---------- Selected text ----------

This is in contrast to other jobs, for example marketing specialist. As a marketing specialist you spend weeks or months on a well crafted marketing campaign, then you launch and the results are not bad but yet not great either. There could be millions of reasons for your campaign to have failed. You could job-hop thinking you did a great job and blame the lukewarm success on external factors.

There are people who spends their whole career failing at what they do who would never know otherwise because their job lacks this sort of cold instant feedback.

3 comments

Programmers also suffer from the problem of no objective performance measure - there is no way to tell the difference between good programmer + hard problem and average programmer + easy problem.
Which is why many programmers don't want to make good UI's. It is a ton of technical work to get all those features working, and at the end people praise the UX designers for doing a good job creating such a good UI and not the people who coded it all together, except if it breaks then it is the programmers fault. People say the code is the easy part, but seemingly not a single big company can actually manage to get the code right, and it gets even worse at most smaller companies, so from my perspective we lack programmers who knows what they are doing way more than we lack programmers who has empathy.

No amount of empathy matters if the programmer ultimately fails to code up a working system, you'd rather have a programmer who can code up a working system with all the fancy parts needed for good UX when given proper requirements.

---------- Extracted data ----------

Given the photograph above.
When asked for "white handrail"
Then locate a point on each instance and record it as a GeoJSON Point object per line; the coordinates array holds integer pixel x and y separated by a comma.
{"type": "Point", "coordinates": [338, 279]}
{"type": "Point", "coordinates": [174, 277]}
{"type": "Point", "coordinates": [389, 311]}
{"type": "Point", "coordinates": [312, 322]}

----------

## Requests:
**1)** In the text about programmer feedback, condense the paragraph beginning "This is in contrast to other jobs" into a shorter version that keeps its main facts.
**2)** Substitute "compassion" for "empathy" in the text about programmer feedback, from "No amount of" up to and including "given proper requirements.".
Rely only on the text about programmer feedback; the material plays no part.

## Results by task:
**1)** Other jobs, such as marketing specialist, work differently: after weeks or months on a campaign, the results may be neither bad nor great. The failure could have countless causes, so one could change jobs believing the work was good and blame outside factors for the modest outcome.

**2)**
No amount of compassion matters if the programmer ultimately fails to code up a working system, you'd rather have a programmer who can code up a working system with all the fancy parts needed for good UX when given proper requirements.